TASK STATEMENT: When you transcribe the records that follow, reproduce each line exactly as given.

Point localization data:

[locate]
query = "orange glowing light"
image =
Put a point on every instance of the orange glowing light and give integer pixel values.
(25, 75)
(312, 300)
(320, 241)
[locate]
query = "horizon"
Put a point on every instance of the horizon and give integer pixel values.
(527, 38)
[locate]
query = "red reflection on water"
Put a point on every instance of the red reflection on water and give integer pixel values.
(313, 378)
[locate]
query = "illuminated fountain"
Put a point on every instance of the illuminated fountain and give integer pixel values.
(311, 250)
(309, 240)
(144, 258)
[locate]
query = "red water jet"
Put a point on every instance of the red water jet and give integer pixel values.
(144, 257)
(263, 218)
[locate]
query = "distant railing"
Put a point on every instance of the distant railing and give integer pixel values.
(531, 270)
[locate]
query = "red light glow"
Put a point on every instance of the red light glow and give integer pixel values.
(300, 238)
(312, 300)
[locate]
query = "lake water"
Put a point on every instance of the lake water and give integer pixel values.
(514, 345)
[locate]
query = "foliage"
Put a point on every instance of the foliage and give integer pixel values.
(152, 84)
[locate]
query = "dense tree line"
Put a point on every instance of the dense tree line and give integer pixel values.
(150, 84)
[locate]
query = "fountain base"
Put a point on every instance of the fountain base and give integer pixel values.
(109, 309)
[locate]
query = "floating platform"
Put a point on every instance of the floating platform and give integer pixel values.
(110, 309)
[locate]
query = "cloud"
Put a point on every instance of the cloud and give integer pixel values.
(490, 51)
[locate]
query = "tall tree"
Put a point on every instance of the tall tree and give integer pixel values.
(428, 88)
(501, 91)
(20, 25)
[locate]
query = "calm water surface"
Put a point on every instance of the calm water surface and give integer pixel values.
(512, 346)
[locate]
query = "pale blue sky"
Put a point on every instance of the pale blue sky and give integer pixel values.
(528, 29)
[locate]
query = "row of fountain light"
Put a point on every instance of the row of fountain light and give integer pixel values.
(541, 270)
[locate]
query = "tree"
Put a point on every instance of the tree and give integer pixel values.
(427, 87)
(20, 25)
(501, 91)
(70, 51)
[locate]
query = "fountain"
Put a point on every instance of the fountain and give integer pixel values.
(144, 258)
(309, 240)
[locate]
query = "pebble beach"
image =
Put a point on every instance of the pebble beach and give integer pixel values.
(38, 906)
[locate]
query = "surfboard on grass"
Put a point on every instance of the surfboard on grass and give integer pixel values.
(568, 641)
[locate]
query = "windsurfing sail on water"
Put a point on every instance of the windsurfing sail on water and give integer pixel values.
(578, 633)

ANSWER FOR THIS EXERCISE:
[locate]
query = "orange glowing light"
image =
Put a point on every instance of the orange glowing light and give integer pixel values.
(25, 75)
(312, 300)
(320, 241)
[locate]
query = "horizon"
Put a point on every instance of the horizon and give integer pixel values.
(527, 38)
[locate]
query = "red reflection on water"
Put a point on every instance of the red reflection on water and give integer pixel values.
(313, 378)
[locate]
query = "illuminated fountain"
Put a point on every instance of the illuminated fountain and give integer pixel values.
(311, 250)
(309, 240)
(144, 258)
[locate]
query = "red water jet"
Put a point on every instance of the red water jet and give integer pixel values.
(144, 257)
(263, 218)
[locate]
query = "distant railing"
Put a point on every instance of the distant railing and give integer pixel values.
(531, 270)
[locate]
query = "red light glow"
Put a point on every instance of the red light glow and give integer pixel values.
(300, 238)
(312, 300)
[locate]
query = "lake water"
Put a point on every instance of the lake water and give integer pixel values.
(514, 345)
[locate]
query = "foliage"
Put a point on every instance of the foliage and give integer pixel values.
(152, 84)
[locate]
query = "dense tree line"
Put a point on every instance of the dense tree line and give integer pixel values.
(150, 84)
[locate]
query = "fountain base"
Put a point on every instance of the fountain base and give integer pixel values.
(109, 309)
[locate]
query = "floating platform"
Put a point on every instance of the floating platform and give integer pixel values.
(110, 309)
[locate]
query = "cloud"
Put a point on every instance of the cloud and give integer pixel values.
(490, 51)
[locate]
query = "tall tree"
Put a point on every instance of the tall tree and give integer pixel values.
(428, 88)
(501, 91)
(20, 25)
[locate]
query = "calm water surface"
Put a point on every instance of the calm water surface and give integer pixel values.
(512, 346)
[locate]
query = "pale blue sky"
Put a point on every instance of the pale blue sky and give integer pixel values.
(528, 29)
[locate]
query = "row of fountain light"
Put a point on every instance of the row of fountain light and give integer pixel values.
(541, 270)
[locate]
query = "tree"
Put a point on every instance of the tree and give integer pixel values.
(427, 87)
(20, 25)
(501, 91)
(70, 51)
[locate]
query = "fountain"
Put a point on every instance of the fountain and give integer pixel values.
(144, 258)
(309, 240)
[locate]
query = "pebble beach"
image =
Put a point on every instance of the pebble beach and give integer pixel values.
(38, 906)
[locate]
query = "surfboard on grass"
Put a point on every instance of the surfboard on grass and give integer pixel values.
(568, 641)
[locate]
query = "windsurfing sail on water"
Put a point on every instance of the windsurfing sail on water and give integer pixel values.
(578, 633)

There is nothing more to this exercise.